**Records from a dataset**
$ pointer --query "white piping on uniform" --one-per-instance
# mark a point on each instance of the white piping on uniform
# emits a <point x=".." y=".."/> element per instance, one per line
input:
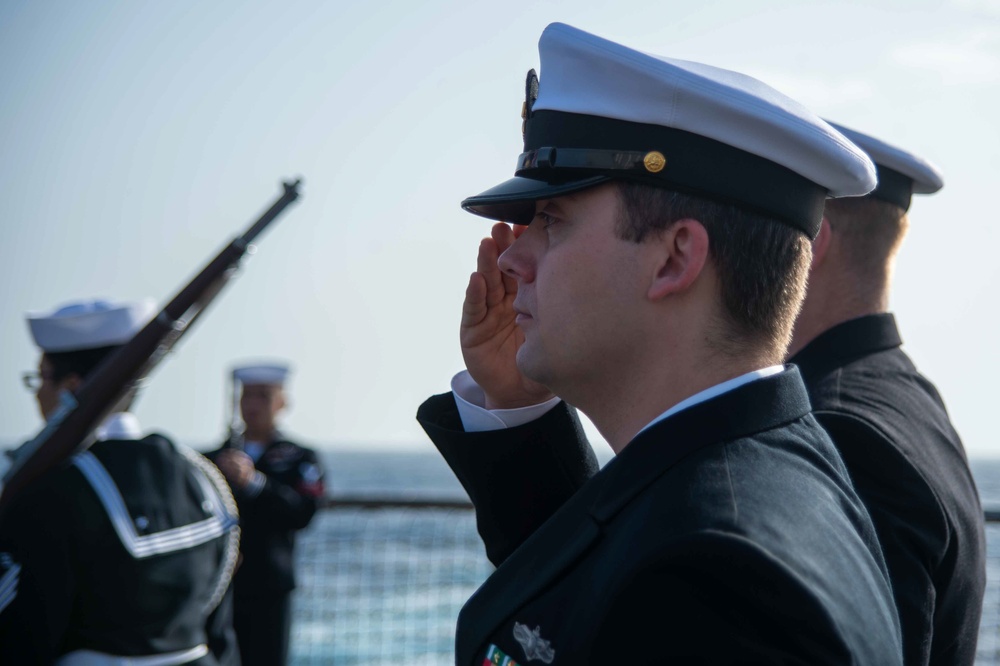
<point x="8" y="586"/>
<point x="168" y="541"/>
<point x="92" y="658"/>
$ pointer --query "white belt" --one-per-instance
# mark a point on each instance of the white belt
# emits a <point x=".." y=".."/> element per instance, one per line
<point x="91" y="658"/>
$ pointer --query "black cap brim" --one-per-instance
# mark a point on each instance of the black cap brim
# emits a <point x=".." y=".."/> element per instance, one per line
<point x="514" y="200"/>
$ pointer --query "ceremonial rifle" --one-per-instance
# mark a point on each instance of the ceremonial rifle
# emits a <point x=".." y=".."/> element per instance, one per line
<point x="113" y="384"/>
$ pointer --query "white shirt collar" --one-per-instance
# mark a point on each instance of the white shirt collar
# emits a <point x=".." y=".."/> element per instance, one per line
<point x="714" y="391"/>
<point x="120" y="425"/>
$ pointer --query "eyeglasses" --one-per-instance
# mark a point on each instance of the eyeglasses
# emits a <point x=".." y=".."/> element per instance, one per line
<point x="33" y="380"/>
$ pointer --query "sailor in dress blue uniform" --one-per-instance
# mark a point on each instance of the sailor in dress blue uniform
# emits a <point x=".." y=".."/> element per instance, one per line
<point x="278" y="485"/>
<point x="665" y="209"/>
<point x="124" y="554"/>
<point x="887" y="420"/>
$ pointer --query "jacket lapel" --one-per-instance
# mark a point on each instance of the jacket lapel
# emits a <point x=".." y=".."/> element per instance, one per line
<point x="577" y="525"/>
<point x="550" y="550"/>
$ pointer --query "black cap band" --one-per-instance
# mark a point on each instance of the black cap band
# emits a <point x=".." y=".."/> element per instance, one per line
<point x="893" y="187"/>
<point x="561" y="147"/>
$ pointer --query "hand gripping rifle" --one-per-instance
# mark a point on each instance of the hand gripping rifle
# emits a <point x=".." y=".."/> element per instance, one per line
<point x="112" y="386"/>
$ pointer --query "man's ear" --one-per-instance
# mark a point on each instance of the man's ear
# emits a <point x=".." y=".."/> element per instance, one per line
<point x="821" y="243"/>
<point x="681" y="254"/>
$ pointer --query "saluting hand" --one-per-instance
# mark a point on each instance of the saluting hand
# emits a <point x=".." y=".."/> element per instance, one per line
<point x="236" y="466"/>
<point x="489" y="334"/>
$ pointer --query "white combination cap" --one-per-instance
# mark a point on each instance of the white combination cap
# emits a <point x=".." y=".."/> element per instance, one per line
<point x="89" y="324"/>
<point x="901" y="174"/>
<point x="273" y="373"/>
<point x="602" y="111"/>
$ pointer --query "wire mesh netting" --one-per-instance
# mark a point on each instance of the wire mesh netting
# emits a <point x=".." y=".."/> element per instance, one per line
<point x="383" y="585"/>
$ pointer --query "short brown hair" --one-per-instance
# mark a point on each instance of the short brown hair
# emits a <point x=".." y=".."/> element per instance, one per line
<point x="762" y="263"/>
<point x="871" y="231"/>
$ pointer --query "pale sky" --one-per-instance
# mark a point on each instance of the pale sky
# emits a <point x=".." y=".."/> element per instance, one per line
<point x="138" y="138"/>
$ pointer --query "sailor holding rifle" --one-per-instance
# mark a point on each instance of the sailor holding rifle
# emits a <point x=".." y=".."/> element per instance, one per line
<point x="124" y="553"/>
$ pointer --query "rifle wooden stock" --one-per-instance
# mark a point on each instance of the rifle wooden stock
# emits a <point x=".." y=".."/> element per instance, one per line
<point x="114" y="382"/>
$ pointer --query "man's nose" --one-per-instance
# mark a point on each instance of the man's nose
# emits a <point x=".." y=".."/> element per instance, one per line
<point x="517" y="260"/>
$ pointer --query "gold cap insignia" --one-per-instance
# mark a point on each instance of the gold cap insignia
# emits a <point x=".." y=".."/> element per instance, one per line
<point x="654" y="161"/>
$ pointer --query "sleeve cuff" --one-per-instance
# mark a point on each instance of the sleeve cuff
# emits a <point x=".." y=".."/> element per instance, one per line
<point x="470" y="400"/>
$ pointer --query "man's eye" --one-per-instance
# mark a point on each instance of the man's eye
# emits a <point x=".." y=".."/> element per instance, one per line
<point x="546" y="219"/>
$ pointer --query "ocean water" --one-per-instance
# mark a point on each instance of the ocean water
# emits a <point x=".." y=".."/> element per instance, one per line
<point x="386" y="587"/>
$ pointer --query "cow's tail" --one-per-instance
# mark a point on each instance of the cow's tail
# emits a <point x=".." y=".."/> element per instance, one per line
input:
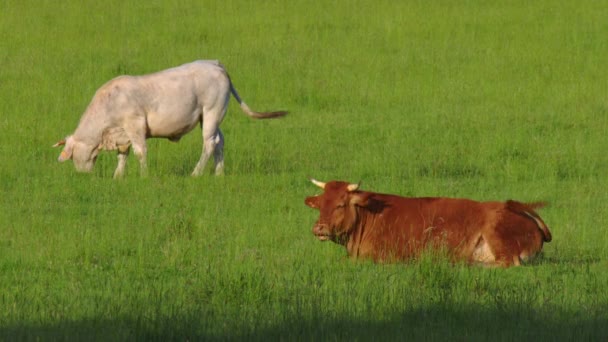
<point x="527" y="209"/>
<point x="251" y="113"/>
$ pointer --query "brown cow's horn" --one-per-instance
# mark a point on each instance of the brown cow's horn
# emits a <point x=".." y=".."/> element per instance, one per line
<point x="60" y="143"/>
<point x="317" y="183"/>
<point x="353" y="187"/>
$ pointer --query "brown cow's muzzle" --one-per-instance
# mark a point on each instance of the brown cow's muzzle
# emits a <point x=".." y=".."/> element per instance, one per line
<point x="321" y="231"/>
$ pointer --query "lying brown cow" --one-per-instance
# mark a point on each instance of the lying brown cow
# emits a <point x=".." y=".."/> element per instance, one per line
<point x="389" y="227"/>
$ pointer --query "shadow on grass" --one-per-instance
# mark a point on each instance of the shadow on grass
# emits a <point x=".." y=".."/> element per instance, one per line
<point x="434" y="324"/>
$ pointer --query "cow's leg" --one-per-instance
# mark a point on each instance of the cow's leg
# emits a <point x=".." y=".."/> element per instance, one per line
<point x="209" y="143"/>
<point x="212" y="138"/>
<point x="122" y="161"/>
<point x="218" y="154"/>
<point x="140" y="150"/>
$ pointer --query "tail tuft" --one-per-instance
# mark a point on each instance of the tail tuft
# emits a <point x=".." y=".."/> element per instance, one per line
<point x="527" y="209"/>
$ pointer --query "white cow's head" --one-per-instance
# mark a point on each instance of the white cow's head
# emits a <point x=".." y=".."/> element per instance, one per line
<point x="83" y="155"/>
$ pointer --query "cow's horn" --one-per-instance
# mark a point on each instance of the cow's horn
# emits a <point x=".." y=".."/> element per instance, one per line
<point x="60" y="143"/>
<point x="317" y="183"/>
<point x="353" y="187"/>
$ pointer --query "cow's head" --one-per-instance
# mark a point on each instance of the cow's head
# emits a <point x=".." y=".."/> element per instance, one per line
<point x="83" y="154"/>
<point x="338" y="208"/>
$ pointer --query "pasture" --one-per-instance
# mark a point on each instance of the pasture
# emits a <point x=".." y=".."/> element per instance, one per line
<point x="476" y="99"/>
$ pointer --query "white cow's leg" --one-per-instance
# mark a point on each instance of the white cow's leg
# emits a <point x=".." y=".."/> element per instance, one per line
<point x="212" y="138"/>
<point x="122" y="161"/>
<point x="218" y="153"/>
<point x="209" y="144"/>
<point x="140" y="150"/>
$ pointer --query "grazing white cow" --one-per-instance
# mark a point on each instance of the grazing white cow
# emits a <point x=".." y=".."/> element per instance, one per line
<point x="167" y="104"/>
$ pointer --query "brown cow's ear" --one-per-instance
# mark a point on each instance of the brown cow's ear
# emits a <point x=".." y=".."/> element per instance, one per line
<point x="66" y="154"/>
<point x="312" y="202"/>
<point x="60" y="143"/>
<point x="359" y="199"/>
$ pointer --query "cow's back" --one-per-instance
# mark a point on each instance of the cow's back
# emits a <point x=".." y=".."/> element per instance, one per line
<point x="407" y="226"/>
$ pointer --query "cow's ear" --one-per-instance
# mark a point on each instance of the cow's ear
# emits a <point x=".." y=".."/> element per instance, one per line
<point x="312" y="201"/>
<point x="359" y="199"/>
<point x="66" y="154"/>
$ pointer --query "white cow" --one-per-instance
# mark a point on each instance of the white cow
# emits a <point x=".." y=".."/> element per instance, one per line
<point x="168" y="104"/>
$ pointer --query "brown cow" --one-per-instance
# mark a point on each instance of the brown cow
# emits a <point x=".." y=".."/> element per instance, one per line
<point x="389" y="227"/>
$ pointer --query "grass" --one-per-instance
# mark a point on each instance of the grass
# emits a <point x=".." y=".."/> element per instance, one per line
<point x="462" y="99"/>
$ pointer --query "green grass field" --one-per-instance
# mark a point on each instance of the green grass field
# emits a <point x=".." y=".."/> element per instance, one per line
<point x="477" y="99"/>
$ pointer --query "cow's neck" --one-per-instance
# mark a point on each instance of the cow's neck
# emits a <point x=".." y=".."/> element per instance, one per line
<point x="355" y="244"/>
<point x="90" y="129"/>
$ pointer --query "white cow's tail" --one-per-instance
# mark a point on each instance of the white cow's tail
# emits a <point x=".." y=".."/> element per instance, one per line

**WHAT THIS TASK INVOLVES**
Copy nothing but the lines from the top of the data down to the line containing "the black cap brim", and leave the pictures out.

**ANSWER SPACE**
$ pointer --query "white piping on uniform" --one-per-instance
# mark a point on each instance of the white piping on uniform
# emits a <point x=".." y=".."/> element per instance, one per line
input:
<point x="8" y="586"/>
<point x="168" y="541"/>
<point x="92" y="658"/>
$ pointer --query "white belt" --one-per-instance
# mark a point on each instance of the white belt
# emits a <point x=".." y=".."/> element per instance, one per line
<point x="91" y="658"/>
$ pointer --query "black cap brim" --one-per-instance
# mark a point on each instance of the black cap brim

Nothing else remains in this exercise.